(Records from a dataset)
+ + + + +
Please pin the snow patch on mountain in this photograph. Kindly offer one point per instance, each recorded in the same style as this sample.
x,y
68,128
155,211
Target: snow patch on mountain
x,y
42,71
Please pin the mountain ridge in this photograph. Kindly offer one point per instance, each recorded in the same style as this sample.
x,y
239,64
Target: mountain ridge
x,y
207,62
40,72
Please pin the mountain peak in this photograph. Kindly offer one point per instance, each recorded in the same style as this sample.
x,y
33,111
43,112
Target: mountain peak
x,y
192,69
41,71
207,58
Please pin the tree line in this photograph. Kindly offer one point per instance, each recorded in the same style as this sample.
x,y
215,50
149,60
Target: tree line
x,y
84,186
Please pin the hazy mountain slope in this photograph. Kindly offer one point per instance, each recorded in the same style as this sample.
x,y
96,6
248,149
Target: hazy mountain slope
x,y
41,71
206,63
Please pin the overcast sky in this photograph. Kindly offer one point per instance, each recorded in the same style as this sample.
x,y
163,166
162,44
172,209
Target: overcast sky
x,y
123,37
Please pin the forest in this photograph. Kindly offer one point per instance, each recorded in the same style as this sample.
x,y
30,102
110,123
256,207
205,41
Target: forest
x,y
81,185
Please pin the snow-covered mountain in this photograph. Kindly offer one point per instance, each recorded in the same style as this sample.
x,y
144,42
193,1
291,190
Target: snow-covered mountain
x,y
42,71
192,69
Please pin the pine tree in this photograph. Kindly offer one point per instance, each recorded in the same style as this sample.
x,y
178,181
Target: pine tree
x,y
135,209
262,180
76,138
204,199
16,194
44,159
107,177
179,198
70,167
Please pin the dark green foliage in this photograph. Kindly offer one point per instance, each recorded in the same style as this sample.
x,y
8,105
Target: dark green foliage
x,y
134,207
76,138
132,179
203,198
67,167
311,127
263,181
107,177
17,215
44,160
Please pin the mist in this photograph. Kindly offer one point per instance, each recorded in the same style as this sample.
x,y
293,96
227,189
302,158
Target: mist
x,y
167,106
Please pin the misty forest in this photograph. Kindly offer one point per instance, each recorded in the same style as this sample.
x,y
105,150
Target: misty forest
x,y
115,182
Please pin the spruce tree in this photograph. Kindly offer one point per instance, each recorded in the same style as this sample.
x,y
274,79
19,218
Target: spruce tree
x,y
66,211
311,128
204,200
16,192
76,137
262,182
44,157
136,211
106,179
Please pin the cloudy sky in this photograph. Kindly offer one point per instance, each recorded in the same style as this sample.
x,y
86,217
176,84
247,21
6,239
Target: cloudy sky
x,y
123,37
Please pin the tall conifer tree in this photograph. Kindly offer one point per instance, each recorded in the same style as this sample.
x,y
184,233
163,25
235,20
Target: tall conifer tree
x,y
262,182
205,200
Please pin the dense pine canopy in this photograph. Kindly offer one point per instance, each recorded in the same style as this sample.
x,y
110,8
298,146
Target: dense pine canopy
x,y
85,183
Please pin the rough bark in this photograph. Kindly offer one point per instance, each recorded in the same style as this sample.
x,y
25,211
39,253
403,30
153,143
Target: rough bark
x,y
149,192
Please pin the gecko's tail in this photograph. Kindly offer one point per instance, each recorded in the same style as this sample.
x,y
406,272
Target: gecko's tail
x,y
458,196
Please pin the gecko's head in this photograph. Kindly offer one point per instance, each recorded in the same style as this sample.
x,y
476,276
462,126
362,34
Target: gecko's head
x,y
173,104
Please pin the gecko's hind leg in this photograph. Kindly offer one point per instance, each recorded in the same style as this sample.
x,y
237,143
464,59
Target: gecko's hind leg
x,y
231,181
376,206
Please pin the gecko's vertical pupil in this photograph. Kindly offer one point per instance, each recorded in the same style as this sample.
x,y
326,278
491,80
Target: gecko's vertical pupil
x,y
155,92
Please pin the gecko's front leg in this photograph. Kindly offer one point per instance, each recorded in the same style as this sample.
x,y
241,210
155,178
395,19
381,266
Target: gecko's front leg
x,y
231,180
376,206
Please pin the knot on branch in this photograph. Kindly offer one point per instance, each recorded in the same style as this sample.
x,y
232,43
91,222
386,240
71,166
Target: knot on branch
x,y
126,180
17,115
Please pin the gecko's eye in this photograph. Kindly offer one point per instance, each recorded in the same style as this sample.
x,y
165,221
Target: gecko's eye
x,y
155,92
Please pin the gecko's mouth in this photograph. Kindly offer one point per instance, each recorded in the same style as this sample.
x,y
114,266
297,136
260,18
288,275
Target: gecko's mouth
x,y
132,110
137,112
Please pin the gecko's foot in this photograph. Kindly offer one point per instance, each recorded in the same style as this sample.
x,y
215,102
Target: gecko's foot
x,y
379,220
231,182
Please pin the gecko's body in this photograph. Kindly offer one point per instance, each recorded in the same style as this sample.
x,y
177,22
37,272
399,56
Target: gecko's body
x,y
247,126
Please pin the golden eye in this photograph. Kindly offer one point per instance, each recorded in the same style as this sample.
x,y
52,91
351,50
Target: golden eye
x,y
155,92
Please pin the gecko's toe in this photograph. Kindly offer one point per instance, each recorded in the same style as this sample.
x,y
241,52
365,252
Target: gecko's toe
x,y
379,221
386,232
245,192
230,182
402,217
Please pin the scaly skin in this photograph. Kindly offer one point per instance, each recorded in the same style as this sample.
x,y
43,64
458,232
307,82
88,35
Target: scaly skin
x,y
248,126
+ + + + +
◆ Challenge: Repeat exactly the lines above from the line that contains "Please pin the gecko's eye" through the end. Include both of these ends; leave out everything else.

◆ The output:
Please pin the gecko's eye in this photograph. Kindly offer one point per instance, each recorded in the same style as this sample.
x,y
165,221
Target: gecko's eye
x,y
155,92
Please pin the gecko's mouth in this photograph. Kindly offer one point per instance, each recorded in the same style as this sample.
x,y
114,266
297,136
260,18
288,275
Target: gecko's mouth
x,y
132,110
137,112
Please pin the gecko's foot in this photograph. Kindly offer one point per instance, each recorded in the same style as this sample.
x,y
215,102
Target: gecko's foot
x,y
379,220
231,182
Please pin the gecko's body in this photograph. Kindly offer one point per instance, each recorded in the same style as this sample.
x,y
177,22
37,272
399,56
Target: gecko's body
x,y
247,126
Please pin the golden eye in this photograph. Kindly offer one point per instance, each recorded in the same style as this sample.
x,y
52,91
351,50
Target: golden eye
x,y
155,92
Please pin the gecko's toe in this photograph. Kindly offer one point per instance, each recorded in the same style as this sample.
x,y
241,52
365,252
Target: gecko's toe
x,y
379,221
386,232
245,192
230,182
402,217
Please pin the scaly skin in this photograph. Kindly offer one point per instance, each recorded in the same style as this sample.
x,y
43,64
458,232
307,82
88,35
Target: scaly skin
x,y
248,126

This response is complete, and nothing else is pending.